▶ _What to work on_
Below you will find a set of lines. Repeat them all exactly.

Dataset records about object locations
*****

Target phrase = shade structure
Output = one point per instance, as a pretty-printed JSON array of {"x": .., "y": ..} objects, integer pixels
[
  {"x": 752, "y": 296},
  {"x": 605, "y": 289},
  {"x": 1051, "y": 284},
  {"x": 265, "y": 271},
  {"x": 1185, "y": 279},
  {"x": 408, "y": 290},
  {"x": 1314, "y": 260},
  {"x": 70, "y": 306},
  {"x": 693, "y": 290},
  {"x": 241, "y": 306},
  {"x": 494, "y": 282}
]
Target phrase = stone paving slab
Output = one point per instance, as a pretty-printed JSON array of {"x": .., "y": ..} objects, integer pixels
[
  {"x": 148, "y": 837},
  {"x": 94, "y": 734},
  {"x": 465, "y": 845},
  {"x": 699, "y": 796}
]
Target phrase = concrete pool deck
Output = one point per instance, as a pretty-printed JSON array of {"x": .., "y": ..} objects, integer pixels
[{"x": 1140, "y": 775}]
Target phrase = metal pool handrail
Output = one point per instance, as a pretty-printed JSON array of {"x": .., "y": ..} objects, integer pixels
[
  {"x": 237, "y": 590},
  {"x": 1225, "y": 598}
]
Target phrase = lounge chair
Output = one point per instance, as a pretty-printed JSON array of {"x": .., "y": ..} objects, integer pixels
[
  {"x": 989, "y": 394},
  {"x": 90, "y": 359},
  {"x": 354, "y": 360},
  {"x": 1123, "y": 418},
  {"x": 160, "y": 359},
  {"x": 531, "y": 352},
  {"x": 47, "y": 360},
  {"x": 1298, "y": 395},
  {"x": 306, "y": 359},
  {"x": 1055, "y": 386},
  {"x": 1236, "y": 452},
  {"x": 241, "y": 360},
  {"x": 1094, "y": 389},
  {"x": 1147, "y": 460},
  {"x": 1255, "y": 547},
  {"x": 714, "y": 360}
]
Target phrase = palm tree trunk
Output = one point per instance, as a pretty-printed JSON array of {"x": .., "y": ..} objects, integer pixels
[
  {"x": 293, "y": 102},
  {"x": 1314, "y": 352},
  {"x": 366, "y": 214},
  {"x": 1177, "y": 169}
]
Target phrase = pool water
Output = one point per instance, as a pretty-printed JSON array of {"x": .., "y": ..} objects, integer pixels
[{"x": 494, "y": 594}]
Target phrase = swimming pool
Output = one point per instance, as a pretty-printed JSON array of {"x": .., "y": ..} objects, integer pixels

*****

▶ _Solution to the problem_
Target phrase = shade structure
Output = one point per instance, as a pretty-printed JSON array of {"x": .., "y": ..} objects, integer pixels
[
  {"x": 752, "y": 296},
  {"x": 605, "y": 289},
  {"x": 1051, "y": 284},
  {"x": 265, "y": 271},
  {"x": 1185, "y": 279},
  {"x": 408, "y": 290},
  {"x": 1314, "y": 260},
  {"x": 70, "y": 306},
  {"x": 693, "y": 290},
  {"x": 241, "y": 306},
  {"x": 494, "y": 282}
]
Target phrase = stone paving slab
Output = one point per instance, as a pretty-printed JSON array of {"x": .., "y": ..} objects, integer pixels
[
  {"x": 148, "y": 837},
  {"x": 94, "y": 734},
  {"x": 465, "y": 845},
  {"x": 699, "y": 796}
]
Target phrase = concrete pool deck
Output = one point per instance, as a pretty-printed JSON array of {"x": .., "y": ..} objects, integer pixels
[{"x": 1140, "y": 775}]
Target phrase = metal pool handrail
Output = one point per instance, as a pretty-printed JSON array of {"x": .., "y": ..} objects, integer pixels
[
  {"x": 237, "y": 590},
  {"x": 1225, "y": 598}
]
Target phrase = lounge chair
Output = one point per instance, as a pretty-printed JSON array of {"x": .., "y": ..} objects, integer pixels
[
  {"x": 989, "y": 394},
  {"x": 90, "y": 359},
  {"x": 354, "y": 360},
  {"x": 1123, "y": 418},
  {"x": 160, "y": 359},
  {"x": 531, "y": 352},
  {"x": 47, "y": 360},
  {"x": 1298, "y": 395},
  {"x": 306, "y": 359},
  {"x": 1055, "y": 386},
  {"x": 1236, "y": 452},
  {"x": 241, "y": 360},
  {"x": 1094, "y": 389},
  {"x": 1147, "y": 460},
  {"x": 1255, "y": 547},
  {"x": 714, "y": 360}
]
Target phrase = palm tree trunk
Output = one point per instance, as a pretty-printed JSON array of {"x": .., "y": ..} objects, integer pixels
[
  {"x": 293, "y": 102},
  {"x": 1314, "y": 352},
  {"x": 366, "y": 214},
  {"x": 1177, "y": 169}
]
Target phrase = pool water
Output = one point per instance, as a pretty-printed JSON array of {"x": .., "y": ..} objects, integer pixels
[{"x": 494, "y": 594}]
Target phrase = swimming pool
Output = one point per instance, as a pretty-printed JSON array of {"x": .., "y": ..} objects, integer pixels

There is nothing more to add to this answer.